Page text =>
— start —

Intel claims they will but haven't shown any result through hvm they can accomplish this. this is also the same intel that said they'd have 10nm available soon several years before they began the lead process into achieving that goal, which as you know they failed miserably at.
The Raptor Lake refresh arrives in October. This will further distance Intel from Zen 4.
that's fantastic, the zen 4 processors won't burn up as a result of how hot the refresh is. latest reports show an avg 20% gain in some scenarios with a 13% or more increase in power usage.
By the time Arrow Lake is released in 2024. The process advantage AMD had or will have based on efficiency, will be lost.
Almost 2+ quarters after amd is allegedly releasing their zen 5 processors?

The Arrow Lake CPU's will have an equal number (P cores equal to or greater than AMD cores) of P cores and a ton of E cores.
Can you provide a source that can confidently state that arl will have 16 p-cores? I can't find such a source. All sources lead back to the initial rumors long ago of a 8+32 solution or 8+24 solution. Intel as it stands now needs 24 cores at the top to match or slightly edge out a 16 core ryzen processor, including at least 50-75 watts extra power. The refresh is nothing more than a 200 mhz bump and increased power usage.

— end —

Dataset excerpt =>

— start —

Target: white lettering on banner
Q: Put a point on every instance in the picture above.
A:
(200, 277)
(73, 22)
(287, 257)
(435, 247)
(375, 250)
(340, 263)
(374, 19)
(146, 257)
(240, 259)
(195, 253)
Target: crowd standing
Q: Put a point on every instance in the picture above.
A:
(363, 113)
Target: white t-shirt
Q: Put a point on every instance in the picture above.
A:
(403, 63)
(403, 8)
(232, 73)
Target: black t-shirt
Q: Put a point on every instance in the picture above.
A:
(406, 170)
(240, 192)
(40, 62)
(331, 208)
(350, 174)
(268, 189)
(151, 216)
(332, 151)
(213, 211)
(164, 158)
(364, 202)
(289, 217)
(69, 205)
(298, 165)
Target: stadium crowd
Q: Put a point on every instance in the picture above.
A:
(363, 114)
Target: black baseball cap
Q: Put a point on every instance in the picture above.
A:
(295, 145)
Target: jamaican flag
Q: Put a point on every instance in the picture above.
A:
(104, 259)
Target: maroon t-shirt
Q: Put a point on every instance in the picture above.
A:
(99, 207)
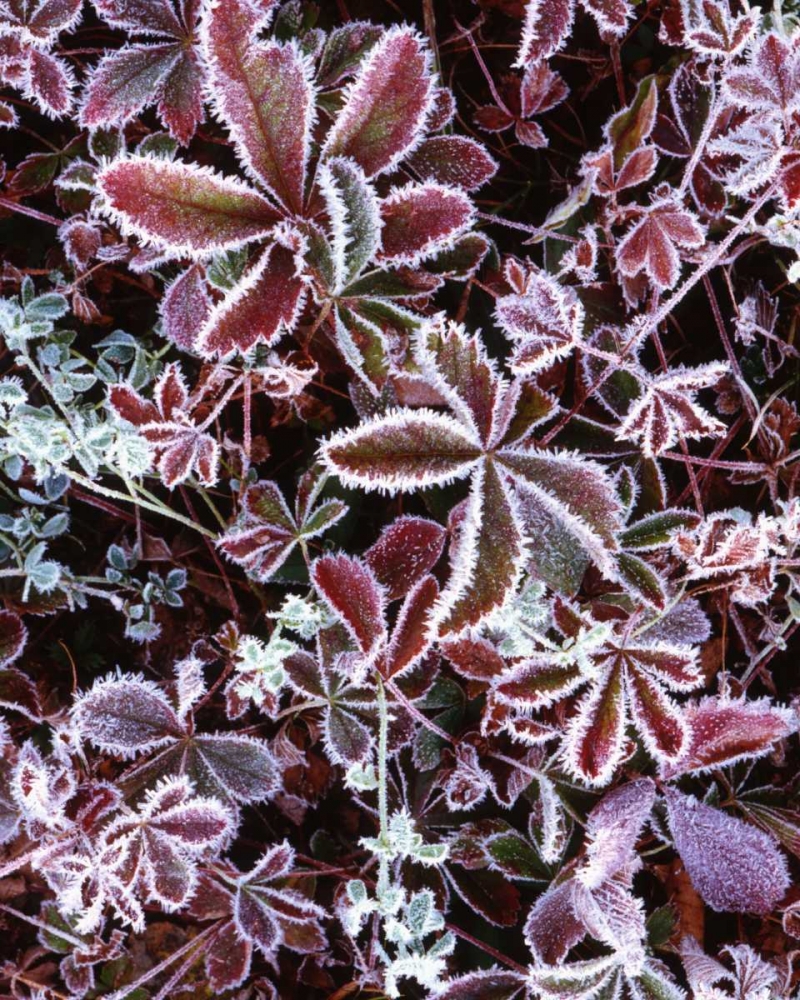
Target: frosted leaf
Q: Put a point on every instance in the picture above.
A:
(726, 731)
(667, 409)
(771, 79)
(180, 446)
(13, 636)
(126, 715)
(420, 221)
(407, 549)
(352, 592)
(544, 319)
(651, 245)
(154, 853)
(181, 208)
(493, 984)
(613, 826)
(386, 105)
(271, 915)
(239, 321)
(263, 92)
(734, 866)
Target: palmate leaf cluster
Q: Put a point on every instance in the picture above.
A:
(399, 515)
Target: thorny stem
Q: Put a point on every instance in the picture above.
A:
(167, 962)
(14, 206)
(639, 332)
(36, 922)
(161, 509)
(232, 388)
(700, 145)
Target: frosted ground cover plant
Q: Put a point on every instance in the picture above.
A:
(399, 516)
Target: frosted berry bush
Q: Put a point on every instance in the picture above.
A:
(399, 500)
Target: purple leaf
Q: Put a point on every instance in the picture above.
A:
(734, 866)
(386, 106)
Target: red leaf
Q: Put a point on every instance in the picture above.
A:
(386, 106)
(410, 638)
(546, 27)
(475, 659)
(488, 555)
(185, 307)
(595, 737)
(408, 549)
(453, 160)
(553, 927)
(124, 82)
(402, 451)
(181, 207)
(491, 985)
(267, 534)
(771, 80)
(227, 960)
(13, 635)
(240, 321)
(734, 866)
(126, 715)
(488, 893)
(541, 90)
(421, 220)
(264, 93)
(650, 246)
(50, 82)
(181, 102)
(723, 732)
(18, 692)
(141, 16)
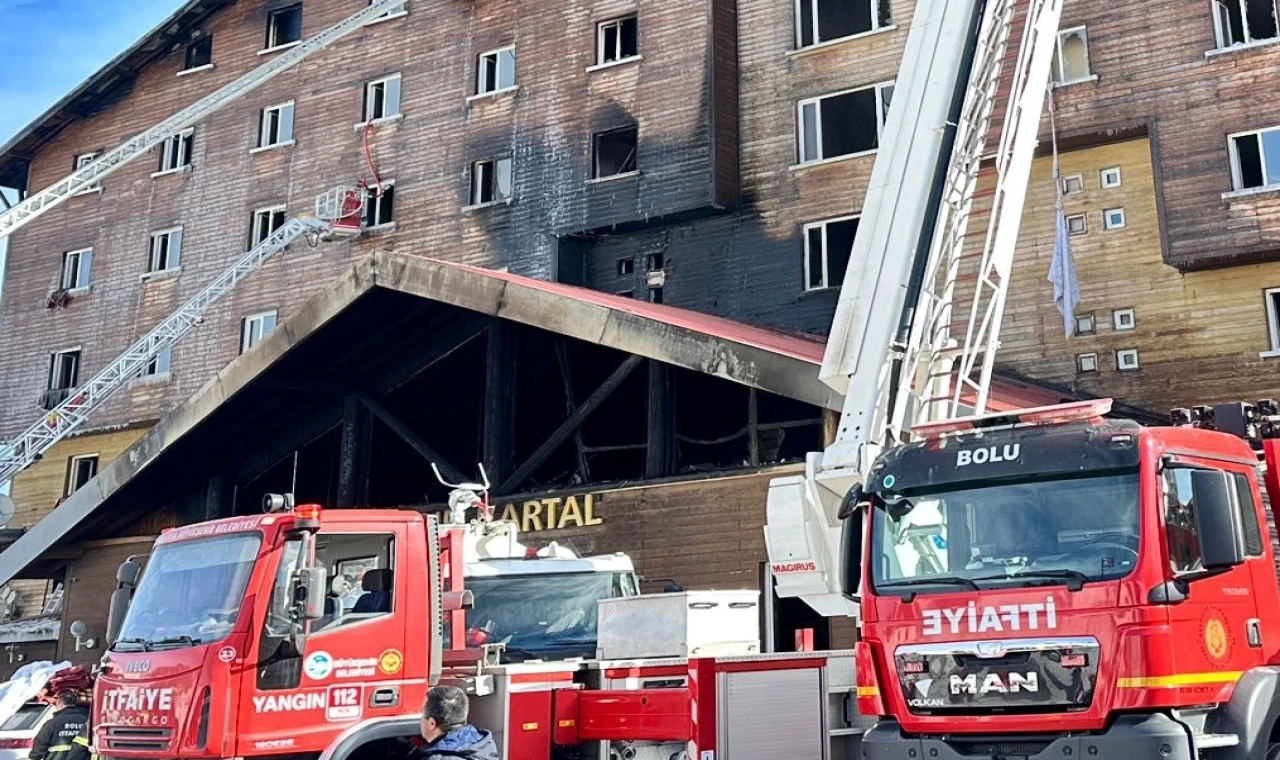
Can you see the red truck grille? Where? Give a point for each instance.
(127, 737)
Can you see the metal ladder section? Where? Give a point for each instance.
(37, 439)
(104, 165)
(947, 370)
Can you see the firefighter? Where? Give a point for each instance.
(447, 732)
(56, 737)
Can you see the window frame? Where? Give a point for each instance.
(826, 252)
(161, 360)
(881, 117)
(1121, 362)
(82, 160)
(247, 342)
(374, 206)
(273, 41)
(873, 8)
(600, 60)
(1219, 32)
(493, 178)
(1060, 60)
(78, 353)
(497, 54)
(176, 151)
(173, 260)
(268, 213)
(289, 108)
(370, 88)
(83, 271)
(595, 152)
(96, 458)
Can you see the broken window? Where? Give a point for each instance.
(265, 221)
(1256, 159)
(617, 40)
(490, 181)
(382, 99)
(394, 10)
(496, 71)
(159, 366)
(1072, 56)
(842, 124)
(165, 251)
(176, 151)
(76, 269)
(827, 248)
(1239, 22)
(64, 370)
(275, 126)
(823, 21)
(616, 151)
(380, 206)
(200, 53)
(80, 471)
(254, 328)
(284, 26)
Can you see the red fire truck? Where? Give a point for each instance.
(259, 668)
(1051, 584)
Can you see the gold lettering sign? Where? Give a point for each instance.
(554, 513)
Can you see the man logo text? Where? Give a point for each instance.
(992, 683)
(988, 454)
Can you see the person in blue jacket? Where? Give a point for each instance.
(447, 732)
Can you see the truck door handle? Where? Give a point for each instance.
(387, 696)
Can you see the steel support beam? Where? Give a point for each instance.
(499, 401)
(353, 458)
(661, 449)
(411, 438)
(570, 425)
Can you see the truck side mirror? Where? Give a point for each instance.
(851, 544)
(309, 593)
(1217, 520)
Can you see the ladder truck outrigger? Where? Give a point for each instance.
(1038, 584)
(338, 214)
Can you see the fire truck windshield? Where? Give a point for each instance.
(547, 616)
(1009, 535)
(191, 593)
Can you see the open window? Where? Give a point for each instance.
(1243, 22)
(823, 21)
(842, 123)
(284, 26)
(616, 152)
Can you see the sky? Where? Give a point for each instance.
(50, 46)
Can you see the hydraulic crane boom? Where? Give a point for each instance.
(94, 172)
(891, 351)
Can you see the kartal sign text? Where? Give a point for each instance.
(553, 513)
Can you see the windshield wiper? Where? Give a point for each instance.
(140, 642)
(928, 581)
(1077, 580)
(182, 640)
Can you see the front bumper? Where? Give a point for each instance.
(1129, 737)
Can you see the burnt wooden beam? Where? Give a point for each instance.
(572, 424)
(584, 470)
(353, 454)
(661, 440)
(411, 438)
(499, 401)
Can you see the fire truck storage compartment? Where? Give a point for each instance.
(685, 625)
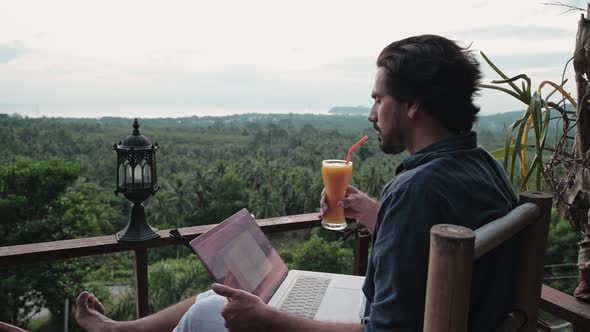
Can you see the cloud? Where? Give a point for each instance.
(519, 32)
(11, 51)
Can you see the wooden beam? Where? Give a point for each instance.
(141, 283)
(360, 253)
(566, 307)
(45, 251)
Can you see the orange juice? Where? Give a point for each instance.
(336, 175)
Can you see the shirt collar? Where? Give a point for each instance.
(456, 142)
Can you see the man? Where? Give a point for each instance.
(423, 103)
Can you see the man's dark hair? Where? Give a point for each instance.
(435, 72)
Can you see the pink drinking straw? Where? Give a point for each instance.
(356, 145)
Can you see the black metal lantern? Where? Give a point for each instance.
(136, 179)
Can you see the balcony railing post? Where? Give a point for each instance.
(533, 241)
(449, 278)
(360, 254)
(141, 283)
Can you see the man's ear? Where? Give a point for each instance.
(412, 109)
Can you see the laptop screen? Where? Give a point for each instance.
(238, 254)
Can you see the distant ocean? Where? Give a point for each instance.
(37, 111)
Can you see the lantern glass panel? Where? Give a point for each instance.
(134, 176)
(147, 174)
(122, 174)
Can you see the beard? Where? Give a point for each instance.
(391, 143)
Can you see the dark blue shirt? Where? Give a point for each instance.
(455, 182)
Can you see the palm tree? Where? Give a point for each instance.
(265, 203)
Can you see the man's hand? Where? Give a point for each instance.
(356, 205)
(244, 312)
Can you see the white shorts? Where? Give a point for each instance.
(204, 315)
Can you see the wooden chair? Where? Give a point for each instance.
(453, 249)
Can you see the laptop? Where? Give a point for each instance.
(238, 254)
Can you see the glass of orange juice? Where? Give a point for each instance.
(336, 175)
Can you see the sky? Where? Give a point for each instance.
(180, 58)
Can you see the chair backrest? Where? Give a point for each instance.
(453, 249)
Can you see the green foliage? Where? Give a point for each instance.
(562, 254)
(170, 281)
(36, 207)
(319, 255)
(208, 169)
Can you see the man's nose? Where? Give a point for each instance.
(372, 116)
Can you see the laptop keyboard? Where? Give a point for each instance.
(305, 296)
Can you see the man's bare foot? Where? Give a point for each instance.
(10, 328)
(90, 314)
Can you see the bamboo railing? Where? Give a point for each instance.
(557, 303)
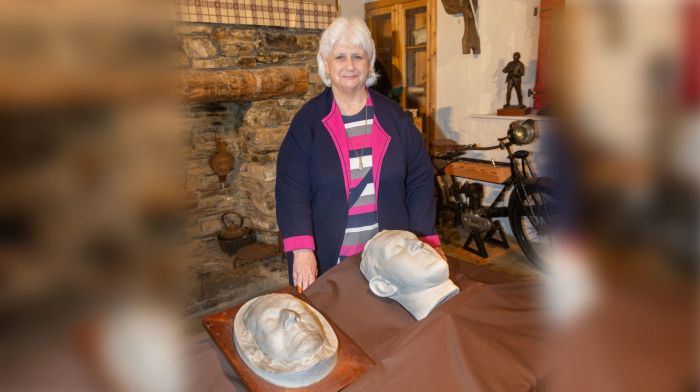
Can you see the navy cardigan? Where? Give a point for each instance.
(313, 177)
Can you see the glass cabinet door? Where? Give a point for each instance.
(382, 27)
(416, 58)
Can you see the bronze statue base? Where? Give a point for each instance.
(513, 111)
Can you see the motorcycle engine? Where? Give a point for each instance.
(473, 220)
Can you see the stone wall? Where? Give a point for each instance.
(254, 132)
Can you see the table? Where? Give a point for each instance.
(489, 337)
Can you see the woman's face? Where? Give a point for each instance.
(347, 67)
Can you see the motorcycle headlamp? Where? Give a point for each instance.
(522, 132)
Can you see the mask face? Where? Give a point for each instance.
(400, 258)
(284, 340)
(284, 328)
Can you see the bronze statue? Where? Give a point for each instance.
(515, 70)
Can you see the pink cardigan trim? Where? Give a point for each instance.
(380, 142)
(299, 242)
(432, 240)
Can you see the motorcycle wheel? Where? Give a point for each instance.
(532, 220)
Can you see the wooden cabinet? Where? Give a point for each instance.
(404, 37)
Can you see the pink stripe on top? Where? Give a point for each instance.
(362, 209)
(361, 141)
(351, 249)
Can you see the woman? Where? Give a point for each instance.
(351, 164)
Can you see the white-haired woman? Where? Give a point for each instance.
(351, 164)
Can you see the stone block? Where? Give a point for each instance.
(279, 40)
(266, 116)
(188, 28)
(237, 49)
(226, 35)
(300, 58)
(215, 63)
(265, 172)
(248, 62)
(267, 57)
(308, 42)
(179, 60)
(211, 226)
(198, 47)
(263, 140)
(260, 157)
(291, 102)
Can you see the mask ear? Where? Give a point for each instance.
(381, 287)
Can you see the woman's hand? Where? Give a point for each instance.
(441, 252)
(304, 270)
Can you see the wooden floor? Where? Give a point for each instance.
(510, 261)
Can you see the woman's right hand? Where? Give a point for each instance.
(304, 269)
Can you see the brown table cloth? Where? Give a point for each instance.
(487, 338)
(490, 337)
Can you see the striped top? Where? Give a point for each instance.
(362, 215)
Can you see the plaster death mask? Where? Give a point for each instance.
(284, 340)
(400, 266)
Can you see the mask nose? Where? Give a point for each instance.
(289, 318)
(416, 246)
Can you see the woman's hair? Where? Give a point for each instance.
(349, 31)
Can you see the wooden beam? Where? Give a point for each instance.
(244, 85)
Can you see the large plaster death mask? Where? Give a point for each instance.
(284, 340)
(400, 266)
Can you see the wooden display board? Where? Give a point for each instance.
(479, 171)
(352, 361)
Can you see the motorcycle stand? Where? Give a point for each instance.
(475, 236)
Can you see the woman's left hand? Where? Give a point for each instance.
(441, 252)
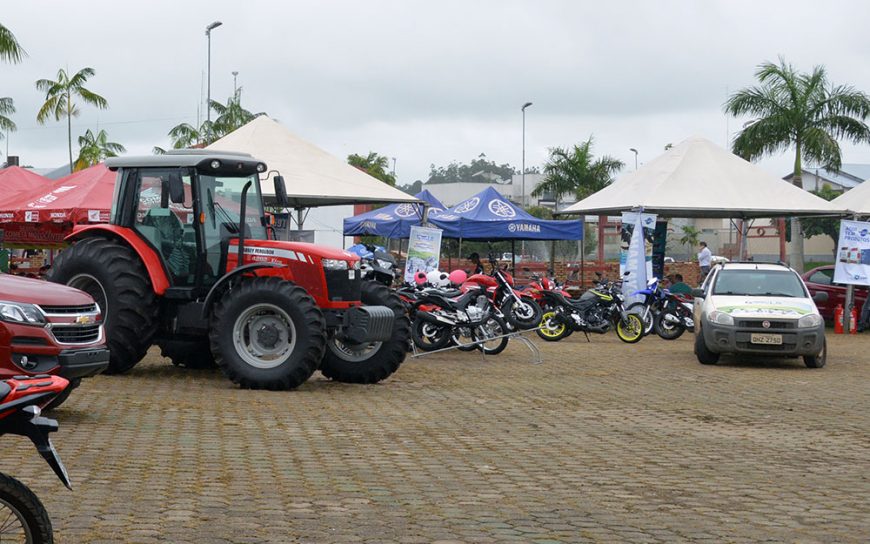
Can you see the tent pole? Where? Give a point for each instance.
(601, 220)
(850, 301)
(781, 229)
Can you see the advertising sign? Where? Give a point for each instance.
(424, 251)
(853, 253)
(649, 225)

— end —

Written tasks =>
a: List every line of the entries that contains the string "leaf", treating uppercase and lowercase letters as distinct.
b: Continue the processor discussion, picking up after its final sentence.
The processor discussion and the dataset entries are independent of each other.

Answers to the exercise =>
a:
Target: frosted leaf
Target: palmate leaf cluster
Target: purple leaf
Target: red leaf

b:
20A is a 5nm process. Intel's silicon is more dense than TSMC. They are more robust. I do not care about the propaganda of Intel.
that's all great but if the design sucks the design sucks. Intel will go on a tiled approach comprised of various nodes. the compute tiles will be at that. there is no gaurantee their new design process will work out well compared to a more traditional design. So far their hybrid system hasn't put a large or even minor gap between it and zen. the overall complexity of intel's approach and costs scope creep is going to be higher than it is for amd.

The point is that 5nm Intel silicon will have the power efficiency that Intel lacked in current and previous generations vs. AMD. I still think AMD will have a power efficiency advantage with Zen 5.
and you come down to earth here with sensibility between your ears.
The Intel roadmap indicates they think Intel will have full leadership when the Lunar Lake 18A process comes to market. That means Intel CPU's will be the class leader in every aspect. Core count, power efficiency, frequency (mhz) and IPC.
Intel saying and thinking about things while not having accomplished 1/8th of their approach and future plans is fruitless to repeat online by you or anyone for that matter.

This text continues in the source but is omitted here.